PROBLEM 1: Rewrite the paragraph in the baseball biography that begins "Shields made his MLB debut" as a short list, keeping its main facts.
PROBLEM 2: Transcribe the stretch of the baseball biography from "American baseball player" through "the Atlanta Braves." word for word.

SUPPLIED PASSAGE:
..............................
American baseball player (born 1958)

Stephen Mack Shields (born November 30, 1958) is an American former professional baseball relief pitcher. He played in Major League Baseball (MLB) for five teams from 1985 to 1989.

Shields attended Hokes Bluff High School in Hokes Bluff, Alabama, helping the baseball team win the 5 state championships. He was drafted by the Boston Red Sox in the 10th round of the 1977 MLB draft. In 1982, he tied for the Eastern League lead with 13 complete games. He reached free agency after the 1983 season and signed with the Atlanta Braves.

Shields made his MLB debut with Atlanta in June 1985. He started six times in his rookie season, working exclusively as a reliever in the majors thereafter. Atlanta traded him to the Kansas City Royals for Darryl Motley on September 23, 1986. After pitching in three games for the Royals, he was traded again after the season, going to the Seattle Mariners with Scott Bankhead and Mike Kingery for Danny Tartabull and Rick Luecken.

Shields was on Seattle's 1987 Opening Day roster. On April 11, he was hit in the face by a line drive from Kirby Puckett, which required surgery and sent him to the disabled list. Shields pitched in 20 games for the Mariners, earning his only three MLB saves. He became a free agent after the season and signed with the New York Yankees. He split the 1988 season between New York and Triple-A Columbus. The Yankees traded him to the Minnesota Twins in March 1989 for Balvino Gálvez. In his final MLB season, Shields pitched in 11 games.

In 219 innings pitched over five MLB seasons, Shields posted an 8–8 win–loss record, a 5.26 earned run average, and 126 strikeouts.

== Personal life ==
Shields is married and has two children.

Shields played football and basketball in high school and was a High School All-American basketball player.

After his playing career, Shields became the pitching coach at Hokes Bluff in 2000, helping the baseball team win six consecutive state championships from 2003 to 2008.
..............................
SOURCE MATERIAL:
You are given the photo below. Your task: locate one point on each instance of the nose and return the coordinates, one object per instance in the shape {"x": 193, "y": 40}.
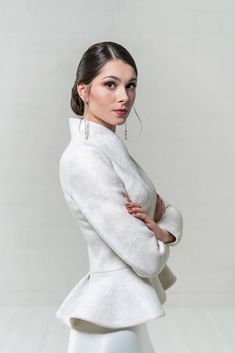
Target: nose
{"x": 122, "y": 95}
..............................
SOLUTION 1:
- Debuted in MLB with Atlanta in June 1985.
- Made six starts as a rookie, then pitched only in relief in the majors.
- Traded by Atlanta to the Kansas City Royals for Darryl Motley on September 23, 1986.
- Pitched in three games for the Royals. After the season he was traded to the Seattle Mariners with Scott Bankhead and Mike Kingery for Danny Tartabull and Rick Luecken.

SOLUTION 2:
American baseball player (born 1958)

Stephen Mack Shields (born November 30, 1958) is an American former professional baseball relief pitcher. He played in Major League Baseball (MLB) for five teams from 1985 to 1989.

Shields attended Hokes Bluff High School in Hokes Bluff, Alabama, helping the baseball team win the 5 state championships. He was drafted by the Boston Red Sox in the 10th round of the 1977 MLB draft. In 1982, he tied for the Eastern League lead with 13 complete games. He reached free agency after the 1983 season and signed with the Atlanta Braves.